## EXERCISE DIRECTIONS
Count the lines in the data below that contain the string "rocky", matching case exactly. Reply with the number alone.

## RECORDS FOR THE EXERCISE

◆ ◆ ◆ ◆

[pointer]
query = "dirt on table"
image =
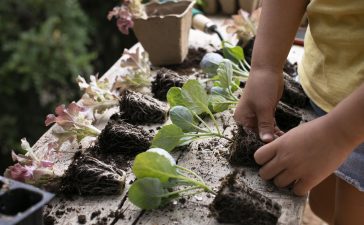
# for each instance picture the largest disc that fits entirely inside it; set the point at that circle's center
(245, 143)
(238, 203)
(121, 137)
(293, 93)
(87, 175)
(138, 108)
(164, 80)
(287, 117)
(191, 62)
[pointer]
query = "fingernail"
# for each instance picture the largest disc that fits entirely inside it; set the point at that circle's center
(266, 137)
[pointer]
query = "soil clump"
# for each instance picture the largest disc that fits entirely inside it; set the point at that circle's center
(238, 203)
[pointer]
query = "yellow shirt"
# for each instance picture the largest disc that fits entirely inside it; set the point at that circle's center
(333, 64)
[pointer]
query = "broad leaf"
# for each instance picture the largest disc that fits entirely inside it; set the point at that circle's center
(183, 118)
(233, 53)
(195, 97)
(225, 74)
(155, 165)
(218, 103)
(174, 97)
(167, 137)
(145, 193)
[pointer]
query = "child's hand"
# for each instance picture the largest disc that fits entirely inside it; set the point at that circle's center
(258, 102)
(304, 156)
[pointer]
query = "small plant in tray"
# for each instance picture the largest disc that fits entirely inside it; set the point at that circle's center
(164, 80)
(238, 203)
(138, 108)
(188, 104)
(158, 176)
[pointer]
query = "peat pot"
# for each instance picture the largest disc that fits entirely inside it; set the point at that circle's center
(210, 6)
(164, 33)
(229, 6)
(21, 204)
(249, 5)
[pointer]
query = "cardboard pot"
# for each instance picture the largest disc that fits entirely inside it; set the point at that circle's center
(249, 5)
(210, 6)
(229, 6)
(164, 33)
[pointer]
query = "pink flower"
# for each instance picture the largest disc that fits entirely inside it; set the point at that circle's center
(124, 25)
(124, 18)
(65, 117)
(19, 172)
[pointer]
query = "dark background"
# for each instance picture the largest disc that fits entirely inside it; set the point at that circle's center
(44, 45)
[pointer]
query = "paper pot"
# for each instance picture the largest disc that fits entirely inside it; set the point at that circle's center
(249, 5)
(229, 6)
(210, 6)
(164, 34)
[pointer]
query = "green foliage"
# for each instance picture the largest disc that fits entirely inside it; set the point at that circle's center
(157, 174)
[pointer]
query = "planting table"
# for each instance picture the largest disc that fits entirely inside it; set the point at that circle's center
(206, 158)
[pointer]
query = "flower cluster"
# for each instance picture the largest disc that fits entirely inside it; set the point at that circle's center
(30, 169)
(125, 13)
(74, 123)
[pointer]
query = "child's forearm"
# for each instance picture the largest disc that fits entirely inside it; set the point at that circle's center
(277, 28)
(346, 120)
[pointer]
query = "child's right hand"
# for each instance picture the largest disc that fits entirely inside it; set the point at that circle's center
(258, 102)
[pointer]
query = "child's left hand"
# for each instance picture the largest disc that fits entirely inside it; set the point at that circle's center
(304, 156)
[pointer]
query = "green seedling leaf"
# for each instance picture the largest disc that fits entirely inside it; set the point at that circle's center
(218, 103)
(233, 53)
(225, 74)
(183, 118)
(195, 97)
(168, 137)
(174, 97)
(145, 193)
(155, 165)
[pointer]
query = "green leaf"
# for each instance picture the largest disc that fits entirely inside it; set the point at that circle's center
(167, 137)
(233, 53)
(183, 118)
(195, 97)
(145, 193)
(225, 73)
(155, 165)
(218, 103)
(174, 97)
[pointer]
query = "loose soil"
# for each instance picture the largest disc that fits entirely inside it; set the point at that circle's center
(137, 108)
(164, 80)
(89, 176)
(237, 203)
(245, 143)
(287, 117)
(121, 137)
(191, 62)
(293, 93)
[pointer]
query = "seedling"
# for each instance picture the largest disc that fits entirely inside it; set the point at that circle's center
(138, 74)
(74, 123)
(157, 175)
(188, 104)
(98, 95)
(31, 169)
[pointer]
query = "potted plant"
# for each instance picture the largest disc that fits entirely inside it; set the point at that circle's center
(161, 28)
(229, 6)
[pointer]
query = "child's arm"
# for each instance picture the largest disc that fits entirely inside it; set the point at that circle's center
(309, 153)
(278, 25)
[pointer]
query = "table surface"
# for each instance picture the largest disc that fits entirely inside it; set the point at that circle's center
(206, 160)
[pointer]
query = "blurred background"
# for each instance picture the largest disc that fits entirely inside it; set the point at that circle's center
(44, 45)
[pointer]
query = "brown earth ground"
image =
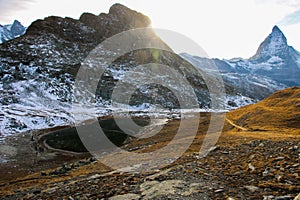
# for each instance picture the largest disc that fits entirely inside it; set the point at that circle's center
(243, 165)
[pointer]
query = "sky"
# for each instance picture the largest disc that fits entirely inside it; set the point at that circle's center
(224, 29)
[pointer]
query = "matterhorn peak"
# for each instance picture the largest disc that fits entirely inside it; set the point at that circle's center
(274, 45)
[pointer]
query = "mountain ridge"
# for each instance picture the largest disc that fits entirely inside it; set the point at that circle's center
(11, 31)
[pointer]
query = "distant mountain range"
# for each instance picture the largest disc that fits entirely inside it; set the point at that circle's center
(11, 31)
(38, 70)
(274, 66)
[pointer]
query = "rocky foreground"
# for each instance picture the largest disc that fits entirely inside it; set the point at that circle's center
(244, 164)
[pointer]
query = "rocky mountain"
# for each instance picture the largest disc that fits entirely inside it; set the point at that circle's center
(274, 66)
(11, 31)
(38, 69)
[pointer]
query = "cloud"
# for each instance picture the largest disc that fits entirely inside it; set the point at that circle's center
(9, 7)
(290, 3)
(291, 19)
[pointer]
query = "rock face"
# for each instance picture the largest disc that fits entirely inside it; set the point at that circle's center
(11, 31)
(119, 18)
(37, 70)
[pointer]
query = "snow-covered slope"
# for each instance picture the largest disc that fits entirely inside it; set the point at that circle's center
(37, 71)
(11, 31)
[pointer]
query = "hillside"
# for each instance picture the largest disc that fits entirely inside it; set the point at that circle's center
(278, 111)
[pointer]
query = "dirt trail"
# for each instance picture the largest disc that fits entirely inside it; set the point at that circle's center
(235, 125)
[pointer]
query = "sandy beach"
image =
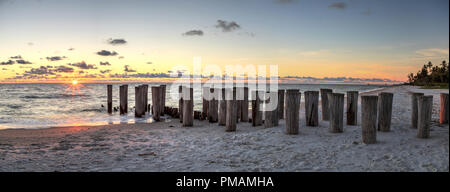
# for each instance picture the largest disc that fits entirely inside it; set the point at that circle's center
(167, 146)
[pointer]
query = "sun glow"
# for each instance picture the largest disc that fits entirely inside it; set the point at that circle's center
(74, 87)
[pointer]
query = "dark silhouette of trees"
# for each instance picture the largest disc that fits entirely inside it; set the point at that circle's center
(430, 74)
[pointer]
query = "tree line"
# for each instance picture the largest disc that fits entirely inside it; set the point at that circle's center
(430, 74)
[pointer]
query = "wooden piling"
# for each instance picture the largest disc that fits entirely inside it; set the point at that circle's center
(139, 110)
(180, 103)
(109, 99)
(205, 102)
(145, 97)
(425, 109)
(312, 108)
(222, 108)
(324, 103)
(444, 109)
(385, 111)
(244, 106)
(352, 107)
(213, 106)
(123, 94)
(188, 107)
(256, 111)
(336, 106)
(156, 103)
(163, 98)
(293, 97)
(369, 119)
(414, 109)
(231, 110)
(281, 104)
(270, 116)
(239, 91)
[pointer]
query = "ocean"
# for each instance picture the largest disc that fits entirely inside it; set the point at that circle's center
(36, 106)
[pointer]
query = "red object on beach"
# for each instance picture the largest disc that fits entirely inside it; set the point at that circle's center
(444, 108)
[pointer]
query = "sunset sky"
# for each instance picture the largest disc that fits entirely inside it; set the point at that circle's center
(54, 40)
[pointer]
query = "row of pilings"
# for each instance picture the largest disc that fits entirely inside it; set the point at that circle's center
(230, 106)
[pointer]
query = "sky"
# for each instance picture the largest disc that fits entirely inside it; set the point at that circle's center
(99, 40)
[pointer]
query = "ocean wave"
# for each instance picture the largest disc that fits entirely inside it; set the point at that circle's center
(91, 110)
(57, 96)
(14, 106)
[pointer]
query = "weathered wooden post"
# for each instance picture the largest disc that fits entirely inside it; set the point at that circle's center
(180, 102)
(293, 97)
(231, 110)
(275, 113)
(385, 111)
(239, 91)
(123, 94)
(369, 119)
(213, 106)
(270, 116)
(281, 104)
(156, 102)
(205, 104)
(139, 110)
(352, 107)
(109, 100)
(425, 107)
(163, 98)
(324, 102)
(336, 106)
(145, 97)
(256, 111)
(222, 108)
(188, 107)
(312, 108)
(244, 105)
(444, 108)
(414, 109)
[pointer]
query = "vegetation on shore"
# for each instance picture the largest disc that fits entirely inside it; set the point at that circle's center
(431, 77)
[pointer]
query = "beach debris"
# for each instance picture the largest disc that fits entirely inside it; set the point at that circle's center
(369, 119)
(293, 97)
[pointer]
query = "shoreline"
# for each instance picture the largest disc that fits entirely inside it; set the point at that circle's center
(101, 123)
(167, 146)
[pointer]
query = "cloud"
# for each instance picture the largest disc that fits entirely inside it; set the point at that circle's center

◆ ◆ ◆ ◆

## FINAL ANSWER
2